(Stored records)
— begin —
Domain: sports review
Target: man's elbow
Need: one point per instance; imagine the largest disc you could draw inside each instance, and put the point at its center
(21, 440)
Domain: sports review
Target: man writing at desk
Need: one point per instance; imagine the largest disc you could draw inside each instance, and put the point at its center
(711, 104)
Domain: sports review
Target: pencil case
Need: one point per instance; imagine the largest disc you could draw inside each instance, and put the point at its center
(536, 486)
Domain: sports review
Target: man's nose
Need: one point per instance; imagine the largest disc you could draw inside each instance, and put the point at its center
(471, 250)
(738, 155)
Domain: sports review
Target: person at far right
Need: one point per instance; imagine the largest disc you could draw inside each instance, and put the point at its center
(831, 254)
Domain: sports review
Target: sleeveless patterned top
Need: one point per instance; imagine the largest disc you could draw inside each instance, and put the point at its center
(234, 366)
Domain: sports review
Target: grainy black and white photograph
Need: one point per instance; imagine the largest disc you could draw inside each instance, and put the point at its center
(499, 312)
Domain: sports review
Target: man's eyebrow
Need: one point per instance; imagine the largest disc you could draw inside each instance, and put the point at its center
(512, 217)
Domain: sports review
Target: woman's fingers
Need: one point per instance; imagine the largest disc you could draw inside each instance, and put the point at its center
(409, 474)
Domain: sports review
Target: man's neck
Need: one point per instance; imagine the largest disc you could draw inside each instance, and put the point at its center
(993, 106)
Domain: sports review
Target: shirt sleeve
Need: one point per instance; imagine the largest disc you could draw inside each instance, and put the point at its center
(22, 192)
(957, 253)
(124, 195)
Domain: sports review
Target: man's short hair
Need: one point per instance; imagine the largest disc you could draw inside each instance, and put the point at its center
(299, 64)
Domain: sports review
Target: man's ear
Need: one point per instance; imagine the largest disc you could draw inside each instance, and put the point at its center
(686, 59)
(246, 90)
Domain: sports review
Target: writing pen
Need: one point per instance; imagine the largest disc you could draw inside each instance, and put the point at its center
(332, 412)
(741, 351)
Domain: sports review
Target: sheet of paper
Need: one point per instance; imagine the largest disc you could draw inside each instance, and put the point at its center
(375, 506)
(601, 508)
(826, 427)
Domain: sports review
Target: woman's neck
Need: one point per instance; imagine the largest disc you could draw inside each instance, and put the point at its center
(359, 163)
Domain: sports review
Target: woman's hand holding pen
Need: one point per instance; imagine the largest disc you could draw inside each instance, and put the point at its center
— end —
— begin —
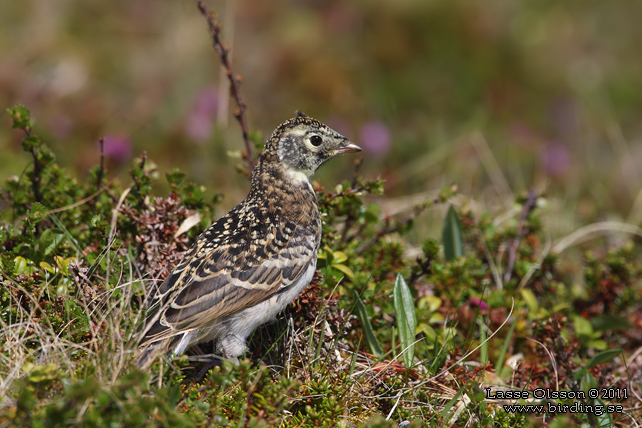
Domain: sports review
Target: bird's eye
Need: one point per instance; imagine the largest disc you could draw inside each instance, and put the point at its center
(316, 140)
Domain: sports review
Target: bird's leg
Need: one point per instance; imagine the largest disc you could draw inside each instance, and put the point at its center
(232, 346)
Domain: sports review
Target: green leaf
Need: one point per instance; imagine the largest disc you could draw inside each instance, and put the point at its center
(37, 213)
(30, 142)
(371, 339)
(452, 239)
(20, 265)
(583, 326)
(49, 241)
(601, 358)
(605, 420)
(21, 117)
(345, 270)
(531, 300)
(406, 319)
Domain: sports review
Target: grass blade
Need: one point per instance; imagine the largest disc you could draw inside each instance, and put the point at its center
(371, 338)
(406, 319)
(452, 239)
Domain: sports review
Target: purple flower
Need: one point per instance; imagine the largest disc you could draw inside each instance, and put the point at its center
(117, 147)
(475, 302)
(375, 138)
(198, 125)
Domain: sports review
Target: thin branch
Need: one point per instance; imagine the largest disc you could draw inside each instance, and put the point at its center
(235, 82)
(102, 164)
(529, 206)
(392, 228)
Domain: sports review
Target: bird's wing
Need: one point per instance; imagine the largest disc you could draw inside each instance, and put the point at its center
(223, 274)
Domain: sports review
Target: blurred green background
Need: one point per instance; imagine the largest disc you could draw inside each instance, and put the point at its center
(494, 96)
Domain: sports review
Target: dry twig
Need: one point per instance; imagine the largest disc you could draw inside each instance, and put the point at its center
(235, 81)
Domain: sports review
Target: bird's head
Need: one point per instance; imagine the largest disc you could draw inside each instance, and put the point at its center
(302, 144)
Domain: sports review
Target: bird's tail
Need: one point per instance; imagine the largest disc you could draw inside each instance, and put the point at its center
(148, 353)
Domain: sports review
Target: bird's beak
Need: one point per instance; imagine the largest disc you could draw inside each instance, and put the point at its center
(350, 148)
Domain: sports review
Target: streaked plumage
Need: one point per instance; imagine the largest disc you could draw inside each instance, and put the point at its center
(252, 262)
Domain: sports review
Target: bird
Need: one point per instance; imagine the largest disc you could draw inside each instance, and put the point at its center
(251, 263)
— end —
— begin —
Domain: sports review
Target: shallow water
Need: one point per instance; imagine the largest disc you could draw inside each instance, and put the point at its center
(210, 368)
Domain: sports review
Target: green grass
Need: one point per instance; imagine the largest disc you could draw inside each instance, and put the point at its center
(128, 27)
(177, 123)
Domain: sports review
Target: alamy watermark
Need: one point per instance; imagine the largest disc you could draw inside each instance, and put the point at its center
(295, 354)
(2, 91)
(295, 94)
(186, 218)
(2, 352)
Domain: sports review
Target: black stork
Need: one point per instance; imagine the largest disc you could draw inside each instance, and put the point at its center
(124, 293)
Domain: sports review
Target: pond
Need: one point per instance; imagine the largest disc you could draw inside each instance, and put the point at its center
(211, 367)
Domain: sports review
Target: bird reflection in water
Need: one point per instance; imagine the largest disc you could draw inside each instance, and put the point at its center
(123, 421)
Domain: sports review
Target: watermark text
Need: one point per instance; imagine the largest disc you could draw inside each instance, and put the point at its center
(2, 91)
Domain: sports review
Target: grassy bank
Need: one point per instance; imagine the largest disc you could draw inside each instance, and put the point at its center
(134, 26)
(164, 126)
— end —
▶ [WHAT THE TASK REQUIRES]
Gather every line in the items that contains the word "black" and copy each one in full.

▶ [TASK RESPONSE]
Target: grainy black and white photograph
Target: black stork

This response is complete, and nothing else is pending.